* _Activities_
- A) In the text on COVID-19 vaccines for prisoners, how much higher is the risk of getting COVID-19 in prison than for the general population?
- B) In the text on COVID-19 vaccines for prisoners, rewrite as a short list the paragraph that begins "Myriad factors make prisons," keeping its main facts.
- C) Retype the part of the text on COVID-19 vaccines for prisoners between "After a federal" and "supplies remain limited.", inclusive.

* _Reading text_
After a federal advisory committee recommended this week that health care workers, nursing home residents and staff be the first to receive COVID-19 vaccines, discussions turned to who should be next in line, as initial supplies remain limited.
Prisoners should be high on the list, according to the American Medical Association, the nation’s largest physician group, which this month called for incarcerated people to “be prioritized in receiving access to safe, effective COVID-19 vaccines in the initial phases of distribution.”
Myriad factors make prisons outbreak hotspots. Many prisons are chronically overcrowded, dormitory settings with shared toilets and showers. Basic hygiene is harder to uphold, making infectious disease outbreaks more likely. The risk of getting COVID-19 in prison is 5.5 times higher than for the general population, according to JAMA, the AMA’s peer-reviewed journal.

* _Data under study_
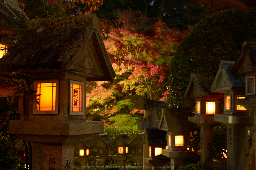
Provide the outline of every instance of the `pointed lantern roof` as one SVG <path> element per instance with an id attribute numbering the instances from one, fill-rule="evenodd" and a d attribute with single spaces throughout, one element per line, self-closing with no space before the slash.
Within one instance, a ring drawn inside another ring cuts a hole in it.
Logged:
<path id="1" fill-rule="evenodd" d="M 192 116 L 191 109 L 163 109 L 158 129 L 174 132 L 196 131 L 196 125 L 188 121 L 188 117 Z"/>
<path id="2" fill-rule="evenodd" d="M 67 72 L 87 81 L 116 76 L 95 14 L 32 20 L 19 43 L 0 59 L 0 72 Z"/>
<path id="3" fill-rule="evenodd" d="M 214 77 L 191 73 L 190 81 L 184 95 L 185 98 L 202 98 L 211 94 L 210 88 Z"/>
<path id="4" fill-rule="evenodd" d="M 107 133 L 99 134 L 91 145 L 91 147 L 108 147 L 110 145 L 112 140 Z"/>
<path id="5" fill-rule="evenodd" d="M 220 93 L 229 90 L 245 91 L 245 78 L 231 76 L 229 73 L 234 64 L 235 61 L 221 61 L 219 70 L 211 87 L 211 91 Z"/>
<path id="6" fill-rule="evenodd" d="M 230 70 L 233 76 L 245 76 L 256 70 L 256 43 L 245 41 L 236 63 Z"/>

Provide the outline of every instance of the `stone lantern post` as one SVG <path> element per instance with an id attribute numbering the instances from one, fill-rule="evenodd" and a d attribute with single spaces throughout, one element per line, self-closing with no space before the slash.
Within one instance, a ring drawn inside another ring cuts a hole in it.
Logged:
<path id="1" fill-rule="evenodd" d="M 201 126 L 201 162 L 211 166 L 212 151 L 208 144 L 212 142 L 213 126 L 218 124 L 214 116 L 219 113 L 219 99 L 223 98 L 222 94 L 211 92 L 214 80 L 213 76 L 191 73 L 184 95 L 186 98 L 196 99 L 195 116 L 188 117 L 188 121 Z"/>
<path id="2" fill-rule="evenodd" d="M 227 126 L 227 169 L 231 170 L 245 169 L 245 132 L 247 133 L 245 126 L 254 124 L 253 117 L 249 116 L 249 110 L 235 103 L 236 99 L 245 98 L 245 78 L 230 75 L 234 63 L 221 61 L 211 87 L 212 92 L 224 94 L 224 114 L 214 115 L 214 121 Z"/>
<path id="3" fill-rule="evenodd" d="M 159 124 L 159 130 L 167 131 L 167 149 L 163 150 L 162 154 L 171 159 L 171 170 L 178 169 L 184 165 L 184 160 L 194 155 L 194 152 L 187 150 L 187 134 L 196 131 L 196 125 L 188 121 L 192 116 L 191 109 L 163 109 Z"/>
<path id="4" fill-rule="evenodd" d="M 33 142 L 33 170 L 73 169 L 74 144 L 104 131 L 85 116 L 86 81 L 115 76 L 96 15 L 34 20 L 0 59 L 0 72 L 30 75 L 25 120 L 11 121 L 9 133 Z M 23 108 L 22 108 L 23 109 Z"/>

* _Answers per task_
- A) 5.5 times higher

- B)
- Many prisons are chronically overcrowded.
- Many are dormitory settings with shared toilets and showers.
- Basic hygiene is harder to maintain, so infectious disease outbreaks are more likely.
- According to JAMA, the risk of getting COVID-19 in prison is 5.5 times higher than for the general population.

- C)
After a federal advisory committee recommended this week that health care workers, nursing home residents and staff be the first to receive COVID-19 vaccines, discussions turned to who should be next in line, as initial supplies remain limited.